Records from a collection
=======

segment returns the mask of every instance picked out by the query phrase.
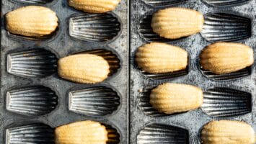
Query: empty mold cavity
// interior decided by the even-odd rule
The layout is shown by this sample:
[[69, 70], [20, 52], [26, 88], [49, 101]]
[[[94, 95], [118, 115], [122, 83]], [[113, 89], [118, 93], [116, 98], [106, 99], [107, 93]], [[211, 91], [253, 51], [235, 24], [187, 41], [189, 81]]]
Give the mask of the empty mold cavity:
[[252, 111], [252, 95], [239, 90], [216, 87], [203, 93], [202, 110], [216, 117], [239, 116]]
[[6, 130], [6, 144], [54, 144], [54, 129], [42, 123]]
[[43, 48], [25, 50], [7, 55], [7, 71], [25, 78], [44, 78], [57, 71], [57, 58]]
[[55, 109], [58, 104], [56, 93], [43, 86], [12, 89], [6, 92], [6, 109], [23, 115], [43, 115]]
[[69, 35], [88, 42], [107, 42], [121, 31], [121, 22], [112, 13], [81, 14], [69, 19]]
[[107, 61], [110, 66], [110, 73], [108, 74], [108, 76], [111, 76], [117, 73], [120, 68], [120, 60], [119, 60], [118, 56], [112, 51], [104, 49], [95, 49], [79, 52], [76, 54], [79, 53], [88, 53], [102, 57]]
[[209, 42], [233, 42], [250, 37], [251, 29], [251, 20], [249, 18], [215, 13], [205, 15], [205, 22], [200, 33]]
[[160, 37], [158, 34], [153, 32], [151, 24], [152, 14], [146, 14], [142, 17], [138, 24], [138, 34], [146, 42], [169, 42], [171, 40]]
[[252, 73], [251, 67], [247, 67], [238, 71], [225, 74], [215, 74], [209, 71], [204, 70], [202, 68], [200, 68], [200, 70], [202, 71], [202, 73], [206, 77], [215, 81], [235, 79], [243, 76], [250, 76]]
[[177, 4], [186, 0], [142, 0], [146, 4], [153, 6], [167, 6]]
[[137, 135], [138, 144], [188, 144], [189, 134], [185, 129], [162, 124], [150, 124]]
[[152, 105], [149, 103], [150, 94], [154, 88], [146, 87], [142, 92], [141, 92], [138, 97], [138, 107], [144, 112], [146, 115], [151, 117], [164, 117], [172, 114], [167, 114], [163, 112], [159, 112], [157, 109], [152, 107]]
[[69, 93], [69, 109], [89, 116], [105, 116], [118, 109], [120, 97], [105, 86], [94, 86]]
[[203, 0], [206, 4], [213, 6], [225, 6], [239, 5], [250, 0]]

=======

→ **What needs to be done**:
Rewrite the records above as a numbered list with one line per item, skipping any blank lines. Leave out the pictures.

→ **Solution**:
1. segment returns the mask of every instance picked out by the query phrase.
2. Query: empty mold cavity
3. // interior decided by the even-odd rule
4. The layout is shown by this sample:
5. [[69, 70], [20, 52], [26, 88], [49, 101]]
6. [[[94, 95], [118, 115], [122, 83]], [[113, 89], [118, 93], [116, 98], [106, 99], [107, 93]], [[211, 91], [253, 51], [235, 24], [187, 41], [189, 81]]]
7. Give the mask of the empty mold cavity:
8. [[252, 111], [252, 95], [239, 90], [216, 87], [203, 93], [202, 110], [216, 117], [239, 116]]
9. [[6, 130], [6, 144], [54, 144], [54, 129], [42, 123]]
10. [[43, 48], [25, 50], [7, 55], [7, 71], [25, 78], [44, 78], [57, 71], [57, 58]]
11. [[55, 109], [58, 104], [56, 93], [43, 86], [12, 89], [6, 92], [6, 109], [23, 115], [43, 115]]
12. [[69, 35], [88, 42], [107, 42], [121, 31], [121, 22], [112, 13], [81, 14], [69, 19]]
13. [[107, 61], [110, 66], [110, 73], [108, 74], [108, 76], [111, 76], [117, 73], [120, 68], [120, 60], [119, 60], [118, 56], [112, 51], [104, 49], [95, 49], [79, 52], [76, 54], [79, 53], [88, 53], [102, 57]]
14. [[209, 42], [233, 42], [250, 37], [251, 29], [251, 20], [249, 18], [215, 13], [205, 15], [205, 22], [200, 33]]
15. [[160, 37], [158, 34], [153, 32], [151, 24], [152, 14], [146, 14], [142, 17], [138, 24], [138, 34], [146, 42], [169, 42], [171, 40]]
16. [[252, 73], [251, 67], [247, 67], [238, 71], [225, 74], [215, 74], [209, 71], [204, 70], [202, 68], [200, 68], [200, 70], [202, 71], [202, 73], [206, 77], [215, 81], [235, 79], [243, 76], [250, 76]]
17. [[177, 4], [186, 0], [142, 0], [146, 4], [153, 6], [167, 6]]
18. [[137, 135], [138, 144], [188, 144], [189, 134], [185, 129], [162, 124], [150, 124]]
19. [[152, 105], [149, 103], [150, 94], [154, 88], [146, 87], [142, 92], [141, 92], [138, 97], [138, 107], [144, 112], [146, 115], [151, 117], [164, 117], [172, 114], [167, 114], [163, 112], [159, 112], [157, 109], [152, 107]]
20. [[69, 93], [69, 109], [89, 116], [105, 116], [118, 109], [120, 97], [105, 86], [94, 86]]
21. [[203, 0], [206, 4], [213, 6], [225, 6], [239, 5], [250, 0]]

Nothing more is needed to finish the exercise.